* **Provided text**
⁂
In 1921, after all the horrors of world war, revolution, and civil war, one more calamity befell Russia: a famine of such severity as the country had never known.

The threat of famine became evident early in the summer of 1921. At first the government sought to minimize the extent of the disaster. On August 6, in an appeal to the world proletariat, Lenin announced that "several provinces" of Russia were affected by a famine no less terrible than the famine of 1891. The population of the famine-struck Volga region in 1891 was 964,627. In 1921 the count was in the millions: no less than 20 percent of the country's population and more than 25 percent of the rural population starved.16 The famine was grisly. The writer Mikhail Osorgin, editor of the newsletter Pomoshch (Relief), the organ of the All-Russia Famine Relief Committee, knew the situation in the areas of famine from the hundreds of letters the committee received. He wrote about the cannibalism that became an everyday occurrence: "People mainly ate members of their own families as they died, feeding on the older children, but not sparing newborn infants either, those who had hardly had the chance to live, despite the fact that there wasn't much to them. People ate off to themselves, not sitting together at a table, and no one talked about it."17 The famine was a test of the capabilities of the new system. For the first time it confronted a task that could not be solved by force. The success of the October revolution and the victory in the civil war had created a mentality of omnipotence among the Bolsheviks, the conviction that everything could be solved by a soldier's rifle or a Chekist's pistol. Ekaterina Kuskova recalled an account by Bonch-Bruevich of a visit to the Kremlin by Maxim Gorky in 1919.
⁂
* **What you need to do**
Name every person mentioned by name in the passage on the 1921 Russian famine. The records placed after this point play no part in the work.
⁂
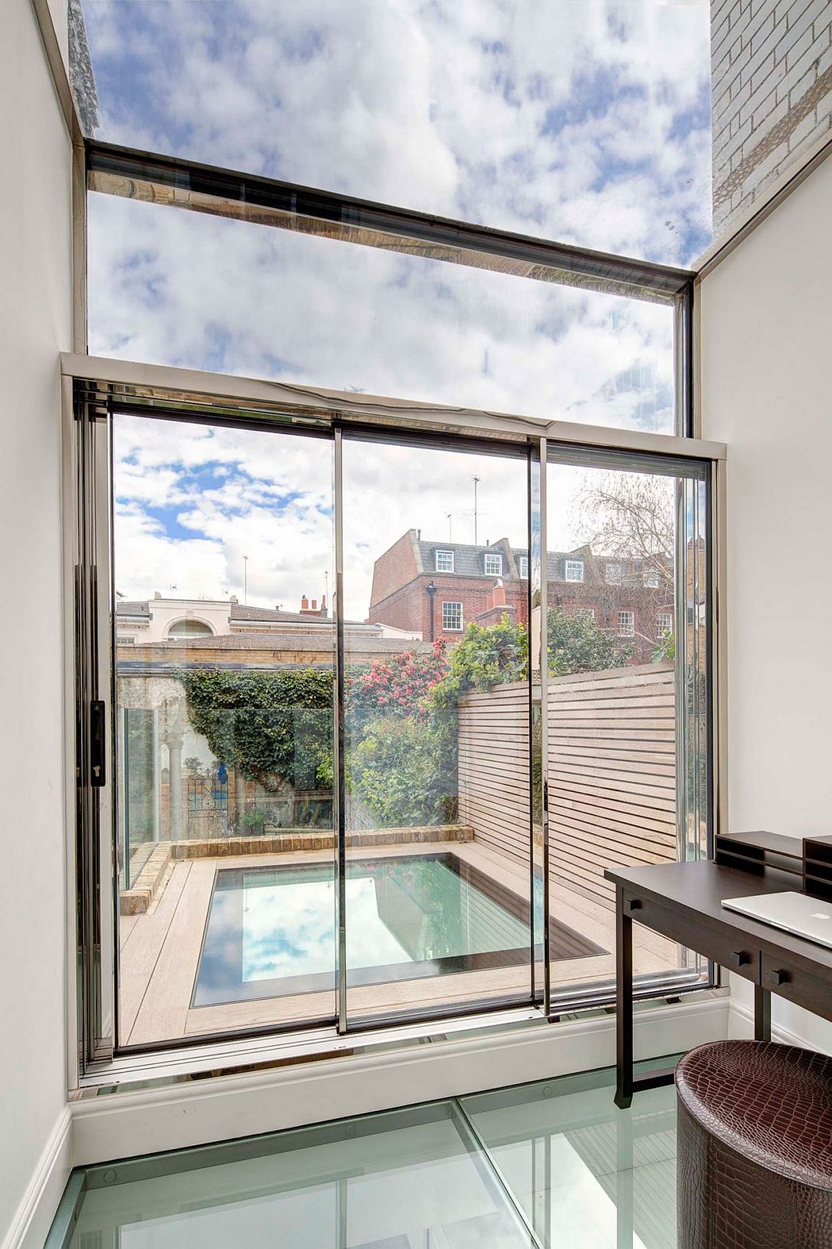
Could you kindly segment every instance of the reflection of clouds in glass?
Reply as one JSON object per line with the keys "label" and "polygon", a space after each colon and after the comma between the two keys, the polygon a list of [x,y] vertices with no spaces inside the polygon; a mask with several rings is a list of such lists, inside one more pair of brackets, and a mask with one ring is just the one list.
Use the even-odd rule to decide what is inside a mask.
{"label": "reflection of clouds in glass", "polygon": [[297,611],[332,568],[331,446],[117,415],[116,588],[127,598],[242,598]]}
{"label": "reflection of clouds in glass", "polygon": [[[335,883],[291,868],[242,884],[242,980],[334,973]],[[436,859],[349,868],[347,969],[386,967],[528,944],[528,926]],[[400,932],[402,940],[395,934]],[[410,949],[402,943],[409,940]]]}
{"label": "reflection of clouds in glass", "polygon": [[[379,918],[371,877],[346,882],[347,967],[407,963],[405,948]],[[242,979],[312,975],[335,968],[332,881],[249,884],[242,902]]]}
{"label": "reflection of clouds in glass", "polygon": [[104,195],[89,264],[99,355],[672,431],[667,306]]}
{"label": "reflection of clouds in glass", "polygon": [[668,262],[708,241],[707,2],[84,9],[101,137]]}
⁂
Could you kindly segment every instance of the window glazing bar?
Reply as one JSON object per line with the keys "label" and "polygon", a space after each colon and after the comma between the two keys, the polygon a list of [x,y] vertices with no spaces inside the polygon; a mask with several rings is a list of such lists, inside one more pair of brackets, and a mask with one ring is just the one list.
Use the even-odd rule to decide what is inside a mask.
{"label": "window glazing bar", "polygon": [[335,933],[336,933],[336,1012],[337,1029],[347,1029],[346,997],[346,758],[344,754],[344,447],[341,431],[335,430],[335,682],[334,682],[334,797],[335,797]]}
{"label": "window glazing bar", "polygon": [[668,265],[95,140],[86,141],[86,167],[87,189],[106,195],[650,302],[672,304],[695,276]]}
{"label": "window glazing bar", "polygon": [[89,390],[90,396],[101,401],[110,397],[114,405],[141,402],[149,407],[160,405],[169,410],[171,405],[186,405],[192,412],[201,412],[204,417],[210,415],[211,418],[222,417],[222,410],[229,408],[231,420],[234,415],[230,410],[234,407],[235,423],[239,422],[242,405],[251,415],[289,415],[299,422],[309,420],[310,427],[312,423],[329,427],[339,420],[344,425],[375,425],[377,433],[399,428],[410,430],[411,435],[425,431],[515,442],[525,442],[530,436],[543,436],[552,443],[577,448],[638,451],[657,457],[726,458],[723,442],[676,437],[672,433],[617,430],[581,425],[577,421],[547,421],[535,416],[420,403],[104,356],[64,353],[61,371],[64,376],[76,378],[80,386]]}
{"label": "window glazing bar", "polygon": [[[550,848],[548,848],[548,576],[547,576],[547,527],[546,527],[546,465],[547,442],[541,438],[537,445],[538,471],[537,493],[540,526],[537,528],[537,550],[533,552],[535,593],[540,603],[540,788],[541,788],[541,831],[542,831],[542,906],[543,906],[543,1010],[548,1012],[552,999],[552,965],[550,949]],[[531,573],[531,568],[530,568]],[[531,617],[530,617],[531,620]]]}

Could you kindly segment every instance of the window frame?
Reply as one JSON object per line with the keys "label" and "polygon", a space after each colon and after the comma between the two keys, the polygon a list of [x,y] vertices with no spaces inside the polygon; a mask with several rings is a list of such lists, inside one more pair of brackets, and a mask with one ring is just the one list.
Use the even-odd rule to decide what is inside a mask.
⁂
* **Written reply**
Lenin, Mikhail Osorgin, Ekaterina Kuskova, Bonch-Bruevich, Maxim Gorky